- TASKS TO COMPLETE
1 – In the text on choosing between Hudson and Jenkins, on what platform did Sun host the project's source, trackers, and website?
2 – From the text on Hudson and Jenkins, output a verbatim copy that starts with the words "Anybody have links" and ends after "closed java.net platform.".

═════ DOCUMENT PASSAGE

How to choose between Hudson and Jenkins?
It took me an hour or so to work out Hudson has only branched recently (Jan/2011)
I have no idea how rapid the change of each branch is now, but more importantly, what is the direction each branch is taking and what are key points so one could make a choice between which to go with?
Anybody have links to product roadmap and feature differences?
Use Jenkins .
Jenkins is the recent fork by the core developers of Hudson. To understand why, you need to know the history of the project. It was originally open source and supported by Sun. Like much of what Sun did, it was fairly open, but there was a bit of benign neglect. The source, trackers, website, etc. were hosted by Sun on their relatively closed java.net platform.
Then Oracle bought Sun. For various reasons Oracle has not been shy about leveraging what it perceives as its assets. Those include some control over the logistic platform of Hudson, and particularly control over the Hudson name. Many users and contributors weren't comfortable with that and decided to leave.
So it comes down to what Hudson vs Jenkins offers. Both Oracle's Hudson and Jenkins have the code. Hudson has Oracle and Sonatype's corporate support and the brand. Jenkins has most of the core developers, the community, and (so far) much more actual work.

══════════
═════ RAW DATA

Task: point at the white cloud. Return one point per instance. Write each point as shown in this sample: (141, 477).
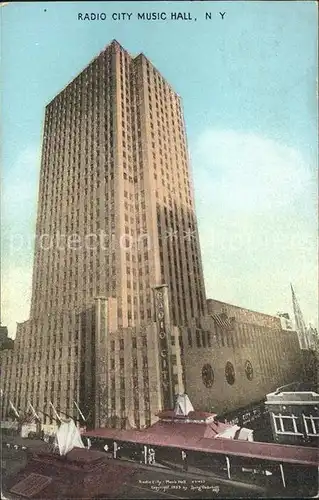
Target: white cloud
(256, 221)
(249, 172)
(20, 184)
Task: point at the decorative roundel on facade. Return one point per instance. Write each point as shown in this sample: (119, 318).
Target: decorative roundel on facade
(230, 373)
(208, 375)
(249, 370)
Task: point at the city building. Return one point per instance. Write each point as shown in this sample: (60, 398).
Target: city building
(119, 322)
(294, 414)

══════════

- THE SOLUTIONS
1 – Sun's relatively closed java.net platform.

2 –
Anybody have links to product roadmap and feature differences?
Use Jenkins .
Jenkins is the recent fork by the core developers of Hudson. To understand why, you need to know the history of the project. It was originally open source and supported by Sun. Like much of what Sun did, it was fairly open, but there was a bit of benign neglect. The source, trackers, website, etc. were hosted by Sun on their relatively closed java.net platform.